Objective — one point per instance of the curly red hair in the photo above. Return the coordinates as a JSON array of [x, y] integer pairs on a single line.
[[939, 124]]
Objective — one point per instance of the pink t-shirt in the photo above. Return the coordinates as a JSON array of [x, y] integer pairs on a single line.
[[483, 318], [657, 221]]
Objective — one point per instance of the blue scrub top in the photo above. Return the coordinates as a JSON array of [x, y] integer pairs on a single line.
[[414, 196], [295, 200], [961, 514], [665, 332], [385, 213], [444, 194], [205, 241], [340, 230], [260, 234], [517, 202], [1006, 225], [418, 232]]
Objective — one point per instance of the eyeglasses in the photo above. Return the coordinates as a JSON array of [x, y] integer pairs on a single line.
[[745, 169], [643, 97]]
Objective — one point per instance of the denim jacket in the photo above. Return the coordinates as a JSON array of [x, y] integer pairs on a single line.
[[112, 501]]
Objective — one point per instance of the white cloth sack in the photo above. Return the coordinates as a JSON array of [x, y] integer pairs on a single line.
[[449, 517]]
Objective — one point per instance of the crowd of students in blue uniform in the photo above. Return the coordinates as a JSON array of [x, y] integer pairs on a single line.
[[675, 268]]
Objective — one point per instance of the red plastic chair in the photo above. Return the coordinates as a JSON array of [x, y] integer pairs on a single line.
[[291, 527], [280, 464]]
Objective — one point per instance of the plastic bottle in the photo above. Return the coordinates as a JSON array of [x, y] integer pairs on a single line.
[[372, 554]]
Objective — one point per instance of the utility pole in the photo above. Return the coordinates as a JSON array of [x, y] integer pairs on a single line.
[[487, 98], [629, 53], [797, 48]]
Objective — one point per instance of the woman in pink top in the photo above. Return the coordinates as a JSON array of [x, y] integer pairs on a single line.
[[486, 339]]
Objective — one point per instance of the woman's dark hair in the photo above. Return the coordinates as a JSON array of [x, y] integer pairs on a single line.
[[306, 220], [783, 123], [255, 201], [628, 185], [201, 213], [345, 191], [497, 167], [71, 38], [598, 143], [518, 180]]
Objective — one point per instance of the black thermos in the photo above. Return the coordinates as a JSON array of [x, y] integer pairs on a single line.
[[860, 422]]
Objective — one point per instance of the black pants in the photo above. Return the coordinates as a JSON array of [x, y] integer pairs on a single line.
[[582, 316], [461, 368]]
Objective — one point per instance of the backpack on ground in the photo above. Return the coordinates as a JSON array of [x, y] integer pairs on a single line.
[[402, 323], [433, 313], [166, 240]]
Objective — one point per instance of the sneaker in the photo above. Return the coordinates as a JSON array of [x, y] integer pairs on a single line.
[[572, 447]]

────────

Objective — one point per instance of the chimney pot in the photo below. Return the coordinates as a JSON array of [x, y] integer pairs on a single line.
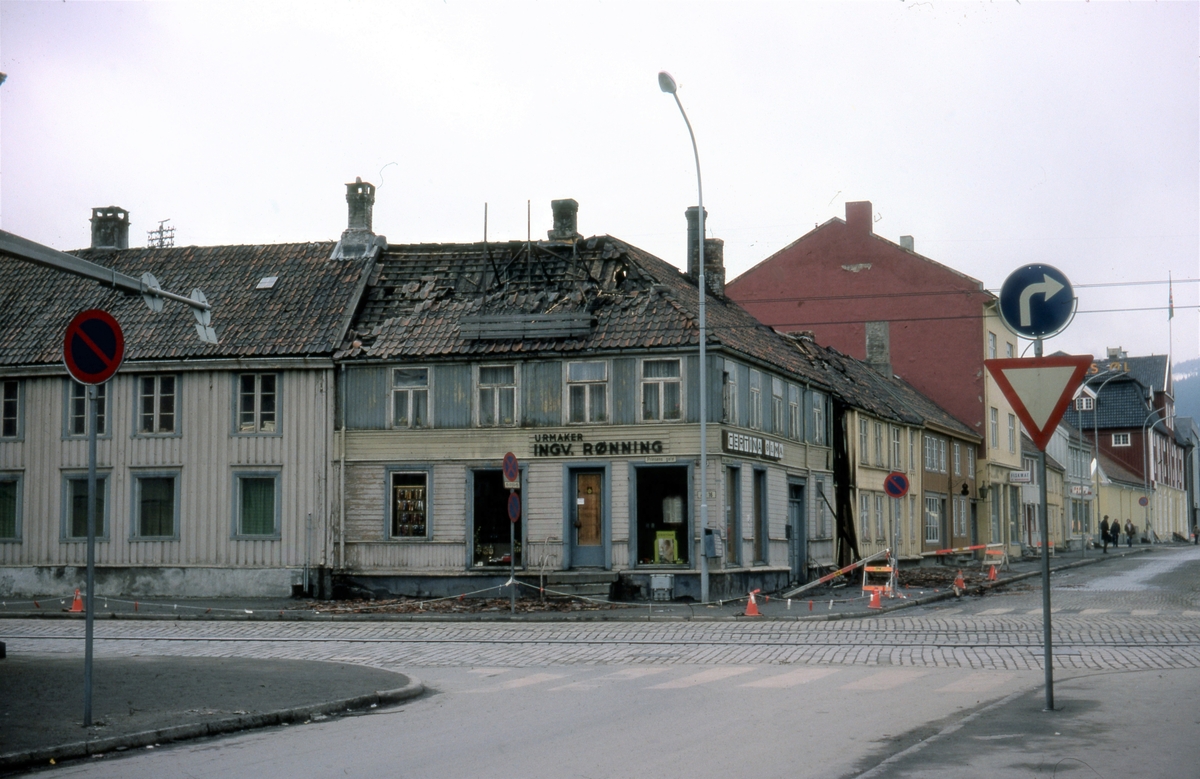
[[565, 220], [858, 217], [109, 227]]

────────

◆ DIRECTIONS FOR THIS TASK: Rewrite the lines from the one with "Objective — one point per instance of the backpack" to the one with "[[572, 447]]", putting "running shoe" in place of "sneaker" and changing nothing else.

◆ RESULT OF THIS TASK:
Objective — one point per instance of the backpack on ground in the photo above. Return the coordinates as a JSON array of [x, y] integer pairs on a single line.
[[402, 323], [433, 313], [166, 240]]
Objective — one point per instance of the running shoe in the photo above. Return the coordinates as a JSON array of [x, y] integer pairs on a single line.
[[572, 447]]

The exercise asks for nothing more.